_DIRECTIONS_. Within the entries below, the lines from the one with "Target: orange backpack" through the one with "(format x=80, y=490)" are to be set down exactly, both ends kept.

_GIVEN DATA_.
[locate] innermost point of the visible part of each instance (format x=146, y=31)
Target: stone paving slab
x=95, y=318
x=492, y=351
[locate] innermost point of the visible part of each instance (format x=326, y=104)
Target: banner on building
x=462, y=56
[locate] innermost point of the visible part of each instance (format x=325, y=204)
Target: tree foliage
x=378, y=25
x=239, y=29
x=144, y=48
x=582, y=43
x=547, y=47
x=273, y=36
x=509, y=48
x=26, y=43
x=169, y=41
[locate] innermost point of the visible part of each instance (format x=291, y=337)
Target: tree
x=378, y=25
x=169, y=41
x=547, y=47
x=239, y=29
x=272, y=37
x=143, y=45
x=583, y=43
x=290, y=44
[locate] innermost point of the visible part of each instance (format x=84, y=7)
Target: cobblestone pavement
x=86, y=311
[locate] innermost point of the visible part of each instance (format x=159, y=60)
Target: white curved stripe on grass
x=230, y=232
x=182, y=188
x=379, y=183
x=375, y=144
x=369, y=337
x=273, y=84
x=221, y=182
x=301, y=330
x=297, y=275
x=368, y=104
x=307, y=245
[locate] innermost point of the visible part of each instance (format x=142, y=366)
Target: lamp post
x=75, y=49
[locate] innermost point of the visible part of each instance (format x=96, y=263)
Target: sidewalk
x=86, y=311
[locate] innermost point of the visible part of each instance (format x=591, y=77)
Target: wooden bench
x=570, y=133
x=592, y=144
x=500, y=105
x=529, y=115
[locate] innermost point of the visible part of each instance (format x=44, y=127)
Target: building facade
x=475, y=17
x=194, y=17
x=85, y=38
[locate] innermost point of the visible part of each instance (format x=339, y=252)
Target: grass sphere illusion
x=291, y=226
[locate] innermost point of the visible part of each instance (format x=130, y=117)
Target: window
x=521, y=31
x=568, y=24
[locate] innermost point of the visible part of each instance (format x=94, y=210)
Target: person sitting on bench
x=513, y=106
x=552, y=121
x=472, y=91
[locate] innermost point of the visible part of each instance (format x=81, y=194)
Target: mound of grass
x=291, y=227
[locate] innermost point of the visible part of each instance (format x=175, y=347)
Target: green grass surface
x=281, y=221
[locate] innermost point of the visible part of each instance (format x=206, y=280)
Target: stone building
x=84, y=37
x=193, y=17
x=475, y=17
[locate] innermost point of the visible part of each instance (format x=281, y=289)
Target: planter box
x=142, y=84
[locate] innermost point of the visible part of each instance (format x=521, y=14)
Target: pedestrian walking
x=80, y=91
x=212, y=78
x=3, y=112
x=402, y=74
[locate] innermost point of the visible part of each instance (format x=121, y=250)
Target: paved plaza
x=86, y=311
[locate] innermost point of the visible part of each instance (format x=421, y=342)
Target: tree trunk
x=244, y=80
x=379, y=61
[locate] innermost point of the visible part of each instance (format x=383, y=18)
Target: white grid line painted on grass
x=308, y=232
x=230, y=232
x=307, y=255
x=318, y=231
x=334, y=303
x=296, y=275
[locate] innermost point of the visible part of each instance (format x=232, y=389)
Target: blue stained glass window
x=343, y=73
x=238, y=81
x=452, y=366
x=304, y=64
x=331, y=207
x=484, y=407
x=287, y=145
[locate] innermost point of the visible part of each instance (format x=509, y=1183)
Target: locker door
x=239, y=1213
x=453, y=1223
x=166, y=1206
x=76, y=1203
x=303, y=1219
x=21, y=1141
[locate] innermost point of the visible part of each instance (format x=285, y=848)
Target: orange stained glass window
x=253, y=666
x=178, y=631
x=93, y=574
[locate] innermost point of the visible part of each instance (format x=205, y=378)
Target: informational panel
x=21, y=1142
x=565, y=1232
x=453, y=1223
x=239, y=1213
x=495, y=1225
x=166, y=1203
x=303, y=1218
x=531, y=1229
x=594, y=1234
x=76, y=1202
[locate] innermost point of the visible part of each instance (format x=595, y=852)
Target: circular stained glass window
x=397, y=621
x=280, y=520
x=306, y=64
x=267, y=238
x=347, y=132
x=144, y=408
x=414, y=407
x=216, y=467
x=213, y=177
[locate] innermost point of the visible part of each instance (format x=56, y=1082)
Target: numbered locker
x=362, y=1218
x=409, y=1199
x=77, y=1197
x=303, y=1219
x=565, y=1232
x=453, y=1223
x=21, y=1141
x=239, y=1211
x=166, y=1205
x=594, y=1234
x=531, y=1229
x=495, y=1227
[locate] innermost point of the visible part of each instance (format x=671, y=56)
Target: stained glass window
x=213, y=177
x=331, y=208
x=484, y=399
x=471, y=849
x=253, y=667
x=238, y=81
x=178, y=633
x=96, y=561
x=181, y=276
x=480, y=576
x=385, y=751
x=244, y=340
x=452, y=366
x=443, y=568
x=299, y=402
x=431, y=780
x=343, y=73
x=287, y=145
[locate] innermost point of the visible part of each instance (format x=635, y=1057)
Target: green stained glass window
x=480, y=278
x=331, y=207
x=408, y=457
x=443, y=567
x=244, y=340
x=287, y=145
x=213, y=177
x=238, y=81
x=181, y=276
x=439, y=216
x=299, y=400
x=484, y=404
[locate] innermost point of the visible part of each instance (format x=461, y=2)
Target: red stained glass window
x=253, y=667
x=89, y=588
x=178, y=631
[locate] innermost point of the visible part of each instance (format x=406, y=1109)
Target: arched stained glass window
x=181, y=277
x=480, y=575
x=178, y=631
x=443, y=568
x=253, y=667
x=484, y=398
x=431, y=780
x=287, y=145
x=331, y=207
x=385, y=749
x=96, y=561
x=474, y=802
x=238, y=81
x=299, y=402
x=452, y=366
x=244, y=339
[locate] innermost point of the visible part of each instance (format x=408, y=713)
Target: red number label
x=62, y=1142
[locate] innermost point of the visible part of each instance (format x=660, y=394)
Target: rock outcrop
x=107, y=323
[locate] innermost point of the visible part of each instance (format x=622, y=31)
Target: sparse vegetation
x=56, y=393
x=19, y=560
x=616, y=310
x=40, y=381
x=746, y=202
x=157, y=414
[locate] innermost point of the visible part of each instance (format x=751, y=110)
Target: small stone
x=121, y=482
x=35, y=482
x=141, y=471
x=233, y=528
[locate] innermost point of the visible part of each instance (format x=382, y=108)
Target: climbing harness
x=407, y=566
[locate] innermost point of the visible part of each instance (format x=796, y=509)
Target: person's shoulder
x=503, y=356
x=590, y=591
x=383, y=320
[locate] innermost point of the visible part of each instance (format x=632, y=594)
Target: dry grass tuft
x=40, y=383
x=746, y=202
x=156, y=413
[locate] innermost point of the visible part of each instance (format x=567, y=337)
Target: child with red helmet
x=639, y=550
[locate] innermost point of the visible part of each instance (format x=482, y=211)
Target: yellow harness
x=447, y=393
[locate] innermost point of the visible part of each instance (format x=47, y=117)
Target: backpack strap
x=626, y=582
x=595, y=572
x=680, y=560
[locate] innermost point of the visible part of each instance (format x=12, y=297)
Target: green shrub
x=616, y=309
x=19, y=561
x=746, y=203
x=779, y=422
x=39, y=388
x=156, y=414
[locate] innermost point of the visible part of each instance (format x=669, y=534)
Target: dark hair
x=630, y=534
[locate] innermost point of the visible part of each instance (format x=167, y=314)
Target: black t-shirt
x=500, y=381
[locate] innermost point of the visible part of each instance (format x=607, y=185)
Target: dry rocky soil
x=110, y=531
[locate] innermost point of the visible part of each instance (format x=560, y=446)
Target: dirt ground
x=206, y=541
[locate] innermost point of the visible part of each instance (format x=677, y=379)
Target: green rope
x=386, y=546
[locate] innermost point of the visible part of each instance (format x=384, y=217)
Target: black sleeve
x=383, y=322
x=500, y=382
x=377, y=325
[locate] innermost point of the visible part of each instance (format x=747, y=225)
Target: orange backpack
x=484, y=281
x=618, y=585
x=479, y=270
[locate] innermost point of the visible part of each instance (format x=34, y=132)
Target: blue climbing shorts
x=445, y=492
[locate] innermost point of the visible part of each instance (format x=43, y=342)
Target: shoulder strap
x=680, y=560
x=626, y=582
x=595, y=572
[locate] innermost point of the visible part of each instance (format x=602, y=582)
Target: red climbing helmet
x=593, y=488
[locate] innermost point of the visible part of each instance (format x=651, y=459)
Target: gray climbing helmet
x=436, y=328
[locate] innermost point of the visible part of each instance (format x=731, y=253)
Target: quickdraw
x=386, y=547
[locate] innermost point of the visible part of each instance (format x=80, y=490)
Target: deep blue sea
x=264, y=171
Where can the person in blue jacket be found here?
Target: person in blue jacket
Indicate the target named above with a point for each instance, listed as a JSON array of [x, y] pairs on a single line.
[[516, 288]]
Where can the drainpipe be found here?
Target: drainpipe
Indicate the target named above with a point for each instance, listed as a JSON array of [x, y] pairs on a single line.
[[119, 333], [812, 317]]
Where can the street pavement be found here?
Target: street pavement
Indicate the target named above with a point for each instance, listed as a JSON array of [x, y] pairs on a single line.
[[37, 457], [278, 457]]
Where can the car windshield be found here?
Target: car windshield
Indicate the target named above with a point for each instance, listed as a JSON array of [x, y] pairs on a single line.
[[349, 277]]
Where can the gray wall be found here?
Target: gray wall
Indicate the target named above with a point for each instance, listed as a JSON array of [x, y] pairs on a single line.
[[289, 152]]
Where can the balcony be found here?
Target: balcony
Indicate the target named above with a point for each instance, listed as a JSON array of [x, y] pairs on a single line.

_EXERCISE RESPONSE_.
Target: orange backpack
x=484, y=281
x=618, y=585
x=479, y=270
[locate] innermost point of the visible part of each instance (format x=34, y=132)
Target: blue climbing shorts
x=445, y=492
[locate] innermost point of the visible part of each instance (format x=43, y=342)
Target: shoulder strap
x=680, y=560
x=626, y=582
x=595, y=572
[locate] innermost point of the visible part of each instance (format x=602, y=582)
Target: red climbing helmet
x=593, y=488
[locate] innermost point of the visible part of each instance (format x=651, y=459)
Target: gray climbing helmet
x=436, y=328
[locate] innermost point of the visible part of each instance (format x=731, y=253)
Target: quickdraw
x=386, y=547
[locate] innermost point of the visible part of each instance (format x=80, y=490)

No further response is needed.